**Exercise prompt:**
Word for word, restate the lines of the listing below from the line with "form: x=462 y=366." through the line with "form: x=146 y=357.", and do not include the pictures.
##### Supplied data
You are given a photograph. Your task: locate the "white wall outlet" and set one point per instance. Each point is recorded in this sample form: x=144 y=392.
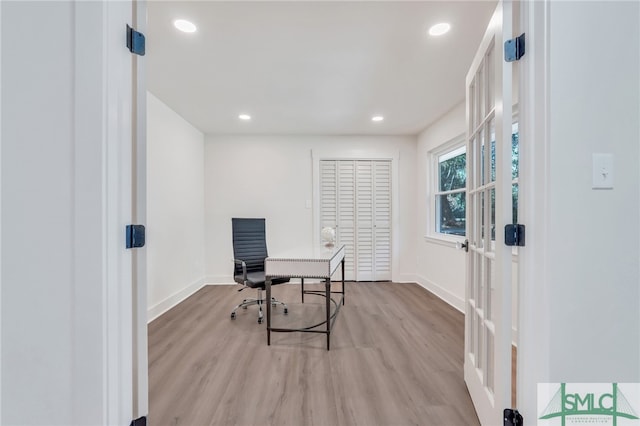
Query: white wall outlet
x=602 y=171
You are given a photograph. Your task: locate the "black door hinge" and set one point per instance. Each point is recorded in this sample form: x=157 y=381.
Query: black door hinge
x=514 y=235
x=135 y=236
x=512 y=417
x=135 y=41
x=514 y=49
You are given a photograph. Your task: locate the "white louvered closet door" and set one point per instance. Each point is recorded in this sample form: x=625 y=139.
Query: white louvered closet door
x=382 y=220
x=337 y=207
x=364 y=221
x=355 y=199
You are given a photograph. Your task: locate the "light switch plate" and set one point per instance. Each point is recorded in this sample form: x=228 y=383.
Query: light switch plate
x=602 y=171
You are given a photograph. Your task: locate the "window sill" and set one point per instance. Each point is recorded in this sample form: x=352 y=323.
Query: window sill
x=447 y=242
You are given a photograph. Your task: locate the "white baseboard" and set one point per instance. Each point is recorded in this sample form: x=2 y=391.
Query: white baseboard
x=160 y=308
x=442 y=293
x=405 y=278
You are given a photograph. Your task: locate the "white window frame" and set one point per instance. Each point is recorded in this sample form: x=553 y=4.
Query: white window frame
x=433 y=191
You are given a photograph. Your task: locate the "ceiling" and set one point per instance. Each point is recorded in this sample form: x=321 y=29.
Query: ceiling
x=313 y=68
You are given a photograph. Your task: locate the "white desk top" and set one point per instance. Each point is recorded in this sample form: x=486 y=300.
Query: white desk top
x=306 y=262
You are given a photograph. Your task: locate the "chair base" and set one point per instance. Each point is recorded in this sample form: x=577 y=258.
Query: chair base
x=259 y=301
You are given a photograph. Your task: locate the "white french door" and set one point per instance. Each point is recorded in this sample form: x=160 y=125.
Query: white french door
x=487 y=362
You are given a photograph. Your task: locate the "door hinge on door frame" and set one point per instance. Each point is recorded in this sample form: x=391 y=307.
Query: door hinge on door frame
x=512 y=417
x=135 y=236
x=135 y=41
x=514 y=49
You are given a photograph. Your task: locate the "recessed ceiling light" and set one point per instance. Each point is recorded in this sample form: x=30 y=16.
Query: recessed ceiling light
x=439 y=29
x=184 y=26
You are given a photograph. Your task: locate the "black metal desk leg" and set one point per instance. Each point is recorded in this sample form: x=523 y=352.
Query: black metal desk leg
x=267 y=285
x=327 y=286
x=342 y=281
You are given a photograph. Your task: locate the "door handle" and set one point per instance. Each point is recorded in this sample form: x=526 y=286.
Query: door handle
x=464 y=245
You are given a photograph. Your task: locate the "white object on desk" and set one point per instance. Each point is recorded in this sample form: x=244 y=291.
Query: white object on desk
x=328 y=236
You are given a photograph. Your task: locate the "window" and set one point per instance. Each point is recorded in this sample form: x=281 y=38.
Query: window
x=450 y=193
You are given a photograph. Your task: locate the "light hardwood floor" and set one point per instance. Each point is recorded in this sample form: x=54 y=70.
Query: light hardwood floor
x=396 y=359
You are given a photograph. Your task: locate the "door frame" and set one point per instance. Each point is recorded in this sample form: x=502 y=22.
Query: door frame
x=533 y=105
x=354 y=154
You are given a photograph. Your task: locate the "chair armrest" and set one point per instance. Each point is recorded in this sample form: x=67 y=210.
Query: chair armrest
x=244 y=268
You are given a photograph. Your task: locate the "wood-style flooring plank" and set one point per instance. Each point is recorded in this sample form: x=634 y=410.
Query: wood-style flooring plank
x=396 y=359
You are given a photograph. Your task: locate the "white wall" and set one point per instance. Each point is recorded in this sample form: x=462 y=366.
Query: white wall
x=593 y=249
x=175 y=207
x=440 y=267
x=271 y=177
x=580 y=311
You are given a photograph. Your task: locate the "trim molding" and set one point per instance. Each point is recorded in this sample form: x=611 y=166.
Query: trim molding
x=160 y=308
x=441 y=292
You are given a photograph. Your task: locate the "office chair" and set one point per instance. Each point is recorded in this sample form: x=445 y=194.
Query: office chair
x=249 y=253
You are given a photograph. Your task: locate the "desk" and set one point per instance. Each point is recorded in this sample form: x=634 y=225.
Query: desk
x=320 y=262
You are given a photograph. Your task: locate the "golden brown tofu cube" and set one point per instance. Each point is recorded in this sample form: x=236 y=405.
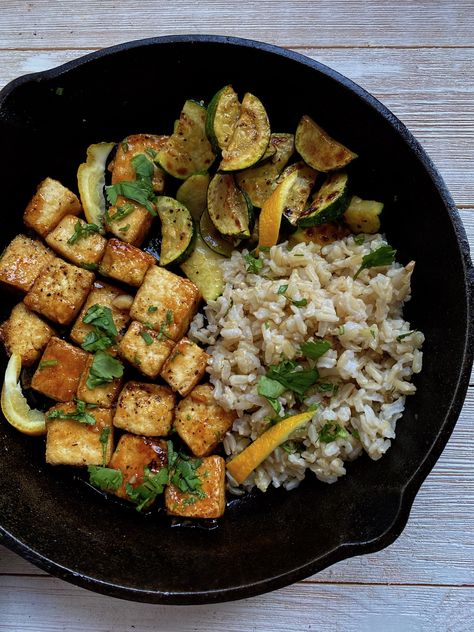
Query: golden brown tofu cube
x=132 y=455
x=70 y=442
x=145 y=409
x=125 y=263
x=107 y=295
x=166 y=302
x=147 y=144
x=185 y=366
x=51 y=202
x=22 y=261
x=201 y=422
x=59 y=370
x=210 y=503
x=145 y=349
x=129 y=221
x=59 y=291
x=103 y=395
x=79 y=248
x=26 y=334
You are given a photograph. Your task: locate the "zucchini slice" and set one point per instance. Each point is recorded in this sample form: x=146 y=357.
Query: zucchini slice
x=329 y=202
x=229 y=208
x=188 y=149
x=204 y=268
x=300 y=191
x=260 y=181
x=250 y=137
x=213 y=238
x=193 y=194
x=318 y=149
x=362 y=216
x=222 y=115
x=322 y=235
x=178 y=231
##########
**Solution to this exercise:**
You are given a photograph. Your task: locate the "white wall" and set one point per instance. Each point is recorded in this sample form: x=462 y=366.
Query: white wall
x=593 y=249
x=175 y=207
x=440 y=267
x=271 y=177
x=580 y=311
You are given a photograph. Your task: locate the "trim molding" and set one point per instance. Each point is recorded in this sample form: x=611 y=166.
Query: trim molding
x=160 y=308
x=441 y=292
You are given a photograph. Your task: locate the "office chair" and set one point per instance. Each point is recorded in this sample form: x=445 y=194.
Query: office chair
x=249 y=253
You are given a photograph. Your task: locate the "desk" and set one point per instance. Each point is recorded in this sample form: x=634 y=225.
Query: desk
x=320 y=262
You are given a photograph. Your task: locate the "golden brown tofu cube" and set one point per instance. Each point is recorded in this sample form: x=236 y=405.
Query: golden brown tofu cube
x=132 y=455
x=70 y=442
x=145 y=409
x=125 y=263
x=107 y=295
x=166 y=302
x=147 y=144
x=185 y=366
x=51 y=202
x=22 y=261
x=201 y=422
x=59 y=370
x=210 y=503
x=145 y=349
x=129 y=221
x=59 y=291
x=103 y=395
x=79 y=248
x=26 y=334
You are given a photograph. Your task: locate the "zucchini slice" and set one point per instance. Each point is recorded in this sample form: x=146 y=357.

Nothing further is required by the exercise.